▶ **DATASET RECORDS**
- - - - -

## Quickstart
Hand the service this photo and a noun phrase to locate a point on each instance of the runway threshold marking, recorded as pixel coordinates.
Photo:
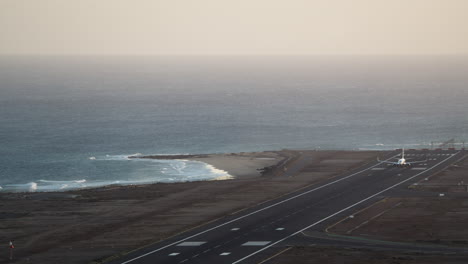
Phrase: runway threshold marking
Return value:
(342, 210)
(260, 210)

- - - - -

▶ **DIRECTIVE**
Rewrite the data above with every "threshold" swapped for "centerline" and all other text unchanged, omitting the pictures.

▶ **EXPECTED ANSWER**
## Quickstart
Hand the service this photo and a noun phrase to locate a point on each instance of the runway centerline marking, recorded as pixel coordinates.
Photo:
Phrase: runway centerline marking
Return value:
(342, 210)
(260, 210)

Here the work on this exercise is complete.